» WHAT YOU WILL DO
A single number is wanted: how many lines of the records below contain the word "dress".
:::::
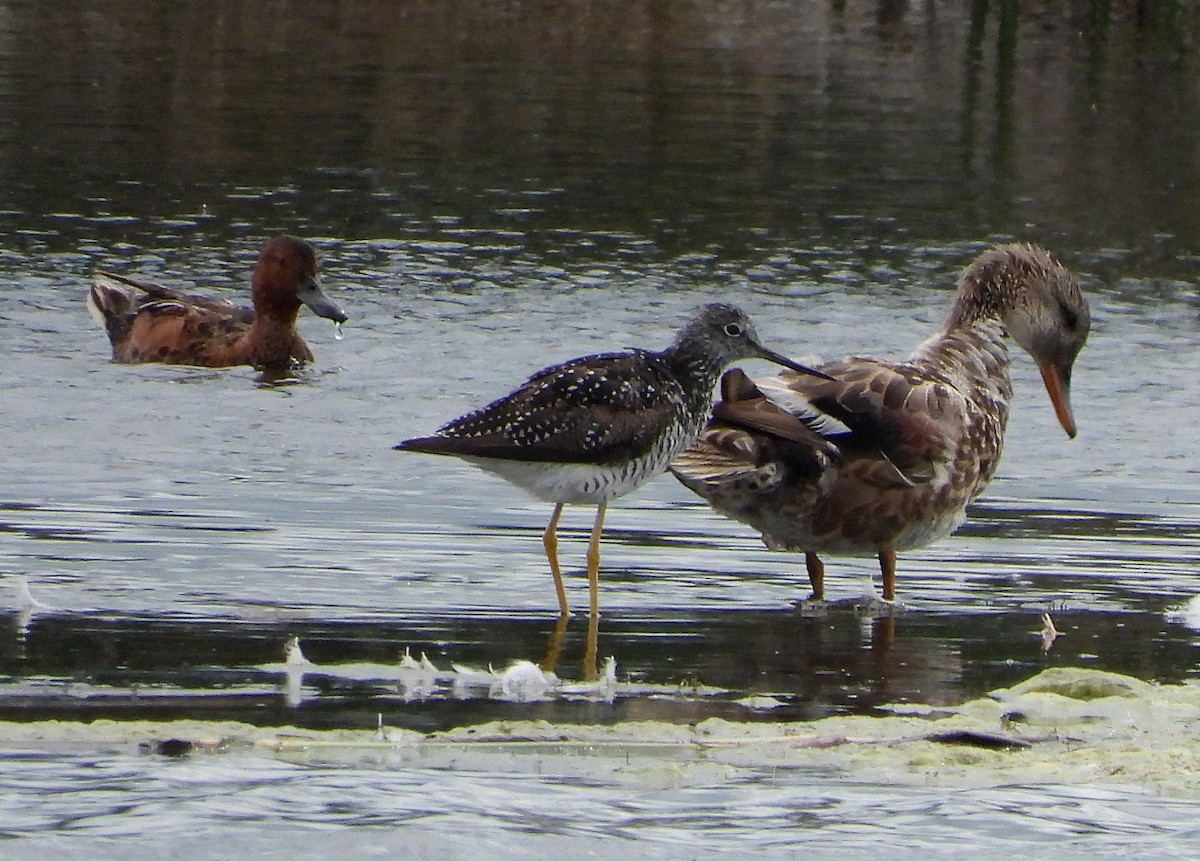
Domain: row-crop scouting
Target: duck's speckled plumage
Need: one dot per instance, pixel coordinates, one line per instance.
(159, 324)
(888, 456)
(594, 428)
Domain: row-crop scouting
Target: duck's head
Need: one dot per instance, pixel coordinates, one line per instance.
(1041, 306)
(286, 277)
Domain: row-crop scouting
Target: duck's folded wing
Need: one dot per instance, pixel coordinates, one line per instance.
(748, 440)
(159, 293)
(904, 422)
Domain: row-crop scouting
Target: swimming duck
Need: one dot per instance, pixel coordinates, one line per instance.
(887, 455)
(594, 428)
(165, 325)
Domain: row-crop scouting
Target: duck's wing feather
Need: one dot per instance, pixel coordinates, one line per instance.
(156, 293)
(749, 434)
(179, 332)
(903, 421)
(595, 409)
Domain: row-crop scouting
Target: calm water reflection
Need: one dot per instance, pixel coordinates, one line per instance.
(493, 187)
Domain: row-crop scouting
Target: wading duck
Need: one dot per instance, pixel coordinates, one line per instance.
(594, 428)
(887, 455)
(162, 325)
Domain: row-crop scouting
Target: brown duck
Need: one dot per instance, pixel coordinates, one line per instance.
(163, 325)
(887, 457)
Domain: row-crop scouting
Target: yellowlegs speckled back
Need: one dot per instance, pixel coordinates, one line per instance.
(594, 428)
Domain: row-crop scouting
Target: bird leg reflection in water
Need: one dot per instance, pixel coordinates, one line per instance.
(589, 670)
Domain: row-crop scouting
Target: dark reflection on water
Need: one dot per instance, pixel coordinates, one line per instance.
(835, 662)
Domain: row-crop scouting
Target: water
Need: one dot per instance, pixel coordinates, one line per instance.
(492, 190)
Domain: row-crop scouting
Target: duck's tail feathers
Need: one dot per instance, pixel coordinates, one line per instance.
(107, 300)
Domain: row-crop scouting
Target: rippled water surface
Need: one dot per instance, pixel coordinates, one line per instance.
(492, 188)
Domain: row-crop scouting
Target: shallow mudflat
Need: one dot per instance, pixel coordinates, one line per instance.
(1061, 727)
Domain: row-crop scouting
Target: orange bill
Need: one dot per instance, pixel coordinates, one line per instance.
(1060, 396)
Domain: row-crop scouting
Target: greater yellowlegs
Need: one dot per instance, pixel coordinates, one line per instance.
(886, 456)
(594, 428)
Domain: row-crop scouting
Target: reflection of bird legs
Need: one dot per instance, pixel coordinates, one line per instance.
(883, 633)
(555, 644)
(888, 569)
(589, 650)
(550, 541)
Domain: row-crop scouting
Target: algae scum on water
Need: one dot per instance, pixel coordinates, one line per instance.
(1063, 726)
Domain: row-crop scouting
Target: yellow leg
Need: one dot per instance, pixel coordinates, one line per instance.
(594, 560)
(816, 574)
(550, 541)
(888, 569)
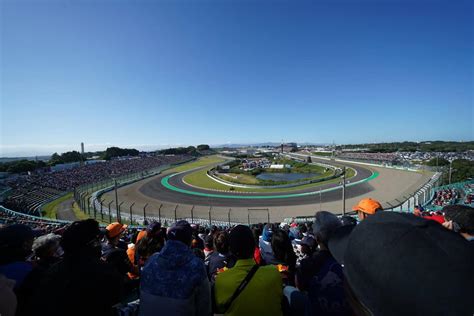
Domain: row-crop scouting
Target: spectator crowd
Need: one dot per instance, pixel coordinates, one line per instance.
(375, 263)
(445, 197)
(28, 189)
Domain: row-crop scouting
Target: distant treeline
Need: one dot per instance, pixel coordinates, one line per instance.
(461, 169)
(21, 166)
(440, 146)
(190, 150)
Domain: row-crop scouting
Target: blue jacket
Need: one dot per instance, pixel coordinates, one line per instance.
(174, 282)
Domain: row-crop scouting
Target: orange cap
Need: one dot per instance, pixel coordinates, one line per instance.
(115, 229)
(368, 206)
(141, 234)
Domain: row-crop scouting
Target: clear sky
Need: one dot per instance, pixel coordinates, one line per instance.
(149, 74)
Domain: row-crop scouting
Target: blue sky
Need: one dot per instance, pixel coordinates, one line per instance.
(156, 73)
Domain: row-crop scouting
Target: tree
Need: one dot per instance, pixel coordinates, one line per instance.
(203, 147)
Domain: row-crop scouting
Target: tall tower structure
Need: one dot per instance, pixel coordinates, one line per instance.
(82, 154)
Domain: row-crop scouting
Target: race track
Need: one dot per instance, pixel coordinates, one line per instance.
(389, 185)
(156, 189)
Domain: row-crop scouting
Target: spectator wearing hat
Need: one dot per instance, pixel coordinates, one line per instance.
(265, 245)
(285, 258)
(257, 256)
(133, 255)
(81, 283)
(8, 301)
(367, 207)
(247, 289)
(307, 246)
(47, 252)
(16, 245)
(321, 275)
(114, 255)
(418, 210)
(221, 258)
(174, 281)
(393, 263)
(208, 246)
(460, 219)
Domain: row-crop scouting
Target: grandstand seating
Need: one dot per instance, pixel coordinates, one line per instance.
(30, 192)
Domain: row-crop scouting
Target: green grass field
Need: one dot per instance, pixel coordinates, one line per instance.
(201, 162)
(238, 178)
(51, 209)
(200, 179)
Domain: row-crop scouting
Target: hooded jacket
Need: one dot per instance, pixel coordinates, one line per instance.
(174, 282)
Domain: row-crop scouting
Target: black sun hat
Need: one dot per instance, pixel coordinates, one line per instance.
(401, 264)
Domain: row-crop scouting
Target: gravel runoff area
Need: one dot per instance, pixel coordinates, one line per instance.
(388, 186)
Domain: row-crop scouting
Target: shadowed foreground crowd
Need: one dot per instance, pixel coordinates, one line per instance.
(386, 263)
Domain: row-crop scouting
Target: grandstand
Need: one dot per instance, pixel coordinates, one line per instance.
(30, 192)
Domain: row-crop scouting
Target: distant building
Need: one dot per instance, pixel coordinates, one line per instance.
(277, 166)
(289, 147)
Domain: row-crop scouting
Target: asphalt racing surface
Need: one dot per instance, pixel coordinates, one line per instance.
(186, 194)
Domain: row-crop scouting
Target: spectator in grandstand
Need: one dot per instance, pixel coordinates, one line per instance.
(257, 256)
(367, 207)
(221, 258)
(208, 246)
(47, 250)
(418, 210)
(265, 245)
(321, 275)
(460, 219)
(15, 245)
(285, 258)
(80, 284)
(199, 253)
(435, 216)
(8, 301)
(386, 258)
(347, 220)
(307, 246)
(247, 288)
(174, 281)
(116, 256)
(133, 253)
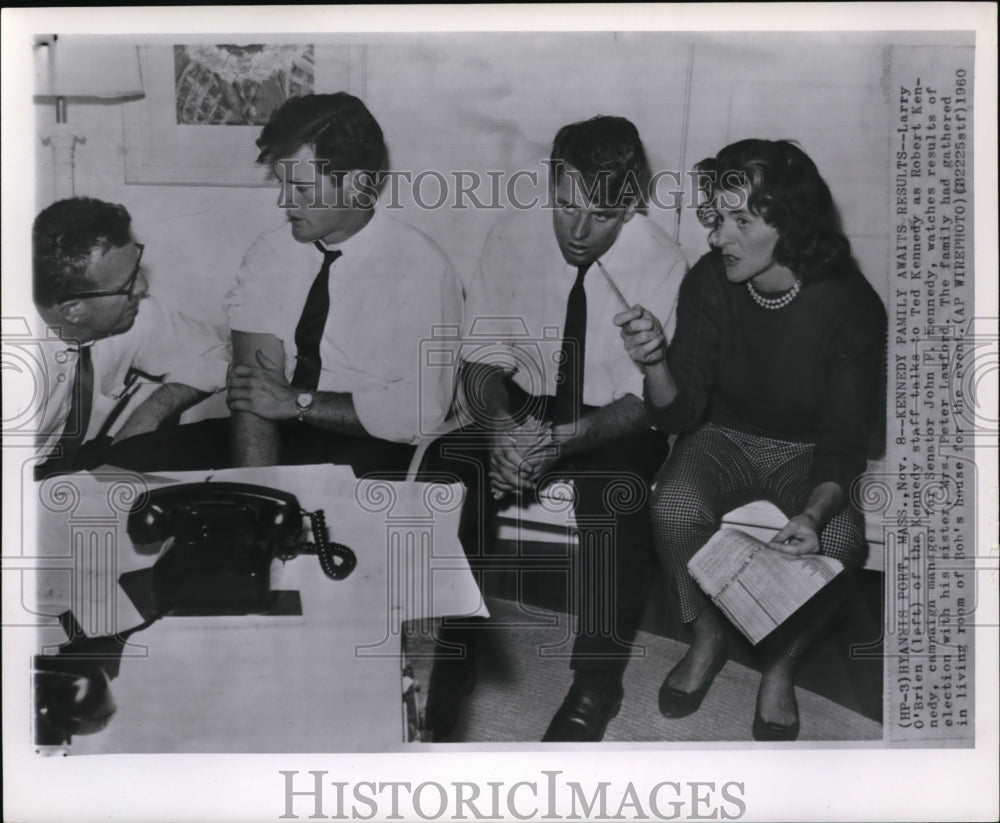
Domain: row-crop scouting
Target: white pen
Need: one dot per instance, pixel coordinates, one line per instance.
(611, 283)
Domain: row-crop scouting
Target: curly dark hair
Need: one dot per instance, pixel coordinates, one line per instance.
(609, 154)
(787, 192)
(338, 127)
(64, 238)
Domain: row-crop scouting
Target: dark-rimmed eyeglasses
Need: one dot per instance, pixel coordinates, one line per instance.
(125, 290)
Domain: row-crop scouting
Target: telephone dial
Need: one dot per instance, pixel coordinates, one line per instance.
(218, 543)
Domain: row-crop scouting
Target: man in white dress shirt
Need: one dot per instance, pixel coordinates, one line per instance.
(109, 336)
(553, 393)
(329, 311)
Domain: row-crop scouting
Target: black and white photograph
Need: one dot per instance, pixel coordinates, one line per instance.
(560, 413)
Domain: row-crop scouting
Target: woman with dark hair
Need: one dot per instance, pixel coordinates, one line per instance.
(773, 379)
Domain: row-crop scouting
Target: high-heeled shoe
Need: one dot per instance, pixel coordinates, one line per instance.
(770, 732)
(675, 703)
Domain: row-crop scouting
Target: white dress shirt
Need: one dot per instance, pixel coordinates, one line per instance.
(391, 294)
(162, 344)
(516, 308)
:::::
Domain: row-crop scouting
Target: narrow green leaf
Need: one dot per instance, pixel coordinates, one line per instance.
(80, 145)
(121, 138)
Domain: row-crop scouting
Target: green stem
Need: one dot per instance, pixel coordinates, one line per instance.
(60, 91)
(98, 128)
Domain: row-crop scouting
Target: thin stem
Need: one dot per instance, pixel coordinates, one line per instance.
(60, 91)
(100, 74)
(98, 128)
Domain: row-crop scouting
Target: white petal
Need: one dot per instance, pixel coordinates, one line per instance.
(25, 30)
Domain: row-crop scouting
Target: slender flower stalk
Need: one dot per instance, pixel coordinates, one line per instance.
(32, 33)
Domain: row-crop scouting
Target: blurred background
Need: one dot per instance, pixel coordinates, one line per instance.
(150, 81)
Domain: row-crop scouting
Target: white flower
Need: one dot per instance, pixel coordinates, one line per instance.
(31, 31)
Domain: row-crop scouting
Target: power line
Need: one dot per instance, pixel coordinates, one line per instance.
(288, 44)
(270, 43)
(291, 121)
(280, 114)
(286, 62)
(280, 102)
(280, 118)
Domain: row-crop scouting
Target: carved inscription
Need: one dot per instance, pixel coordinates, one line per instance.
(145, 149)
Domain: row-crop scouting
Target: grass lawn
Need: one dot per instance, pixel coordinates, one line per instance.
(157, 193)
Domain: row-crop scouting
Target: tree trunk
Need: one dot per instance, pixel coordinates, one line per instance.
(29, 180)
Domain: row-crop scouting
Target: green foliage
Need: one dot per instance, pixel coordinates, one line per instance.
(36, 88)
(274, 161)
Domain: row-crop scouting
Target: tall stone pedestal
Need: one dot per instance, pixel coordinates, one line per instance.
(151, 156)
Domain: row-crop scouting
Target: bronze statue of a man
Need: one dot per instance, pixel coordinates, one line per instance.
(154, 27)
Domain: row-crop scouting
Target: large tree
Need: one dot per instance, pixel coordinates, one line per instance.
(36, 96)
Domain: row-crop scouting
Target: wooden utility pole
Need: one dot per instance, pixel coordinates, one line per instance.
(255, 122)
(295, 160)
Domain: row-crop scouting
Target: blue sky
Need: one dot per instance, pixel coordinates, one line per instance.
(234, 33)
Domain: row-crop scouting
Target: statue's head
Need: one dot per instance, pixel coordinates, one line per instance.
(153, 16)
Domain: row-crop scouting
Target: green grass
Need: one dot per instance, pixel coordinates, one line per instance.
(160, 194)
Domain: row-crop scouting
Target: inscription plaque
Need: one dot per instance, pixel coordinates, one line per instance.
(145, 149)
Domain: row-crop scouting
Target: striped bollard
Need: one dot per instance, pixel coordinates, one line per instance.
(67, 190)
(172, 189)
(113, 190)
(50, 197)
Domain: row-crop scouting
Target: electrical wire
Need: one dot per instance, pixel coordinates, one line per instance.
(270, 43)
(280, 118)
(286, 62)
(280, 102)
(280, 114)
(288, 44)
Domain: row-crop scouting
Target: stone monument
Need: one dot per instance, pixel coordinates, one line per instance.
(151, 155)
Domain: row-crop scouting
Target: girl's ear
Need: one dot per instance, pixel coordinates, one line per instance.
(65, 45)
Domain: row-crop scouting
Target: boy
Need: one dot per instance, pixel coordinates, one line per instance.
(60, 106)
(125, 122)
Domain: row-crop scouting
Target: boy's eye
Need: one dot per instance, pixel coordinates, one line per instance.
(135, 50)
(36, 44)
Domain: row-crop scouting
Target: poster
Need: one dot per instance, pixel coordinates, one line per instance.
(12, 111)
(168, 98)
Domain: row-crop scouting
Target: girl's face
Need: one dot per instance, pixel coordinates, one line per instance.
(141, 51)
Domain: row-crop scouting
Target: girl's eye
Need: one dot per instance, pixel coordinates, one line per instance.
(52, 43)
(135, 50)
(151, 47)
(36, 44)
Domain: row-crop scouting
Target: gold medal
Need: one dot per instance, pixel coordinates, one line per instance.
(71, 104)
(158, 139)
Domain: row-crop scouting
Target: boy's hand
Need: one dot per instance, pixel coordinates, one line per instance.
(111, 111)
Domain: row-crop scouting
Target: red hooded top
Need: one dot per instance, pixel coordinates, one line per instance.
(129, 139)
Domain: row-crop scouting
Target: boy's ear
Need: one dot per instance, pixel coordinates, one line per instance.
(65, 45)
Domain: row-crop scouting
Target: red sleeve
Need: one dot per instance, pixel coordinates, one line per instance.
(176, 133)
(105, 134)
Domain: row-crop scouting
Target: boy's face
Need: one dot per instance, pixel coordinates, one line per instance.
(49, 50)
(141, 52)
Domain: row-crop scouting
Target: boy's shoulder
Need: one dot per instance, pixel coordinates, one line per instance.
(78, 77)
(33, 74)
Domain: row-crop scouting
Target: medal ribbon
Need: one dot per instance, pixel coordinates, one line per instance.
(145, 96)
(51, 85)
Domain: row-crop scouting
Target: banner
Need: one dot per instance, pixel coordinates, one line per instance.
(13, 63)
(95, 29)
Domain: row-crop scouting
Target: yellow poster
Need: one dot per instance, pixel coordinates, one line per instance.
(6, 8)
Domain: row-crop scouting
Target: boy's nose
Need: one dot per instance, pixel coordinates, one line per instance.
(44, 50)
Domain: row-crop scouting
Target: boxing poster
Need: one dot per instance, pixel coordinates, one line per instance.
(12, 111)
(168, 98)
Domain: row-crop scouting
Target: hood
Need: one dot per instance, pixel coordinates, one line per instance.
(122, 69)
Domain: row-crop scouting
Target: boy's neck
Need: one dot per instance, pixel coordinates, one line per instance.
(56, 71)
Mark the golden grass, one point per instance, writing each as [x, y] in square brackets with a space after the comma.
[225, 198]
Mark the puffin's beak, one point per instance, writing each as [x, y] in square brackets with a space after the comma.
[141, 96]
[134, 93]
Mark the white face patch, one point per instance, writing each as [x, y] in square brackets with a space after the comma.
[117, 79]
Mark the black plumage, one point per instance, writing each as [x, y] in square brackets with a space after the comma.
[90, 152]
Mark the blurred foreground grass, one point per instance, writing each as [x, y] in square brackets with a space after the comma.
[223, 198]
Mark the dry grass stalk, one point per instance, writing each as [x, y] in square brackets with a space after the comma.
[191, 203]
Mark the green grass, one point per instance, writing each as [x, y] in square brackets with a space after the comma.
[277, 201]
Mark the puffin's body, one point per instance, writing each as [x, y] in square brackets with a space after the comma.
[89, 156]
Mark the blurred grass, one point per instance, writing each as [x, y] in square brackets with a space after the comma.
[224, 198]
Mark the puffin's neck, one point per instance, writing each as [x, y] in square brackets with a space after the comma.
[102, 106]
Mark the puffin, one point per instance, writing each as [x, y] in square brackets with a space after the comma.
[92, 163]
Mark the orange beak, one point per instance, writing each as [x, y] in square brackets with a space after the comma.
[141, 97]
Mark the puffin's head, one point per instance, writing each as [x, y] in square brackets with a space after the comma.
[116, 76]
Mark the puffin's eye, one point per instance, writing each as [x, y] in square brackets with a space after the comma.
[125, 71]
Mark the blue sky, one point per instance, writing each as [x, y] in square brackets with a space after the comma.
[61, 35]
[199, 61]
:::::
» ANSWER TO THIS EXERCISE
2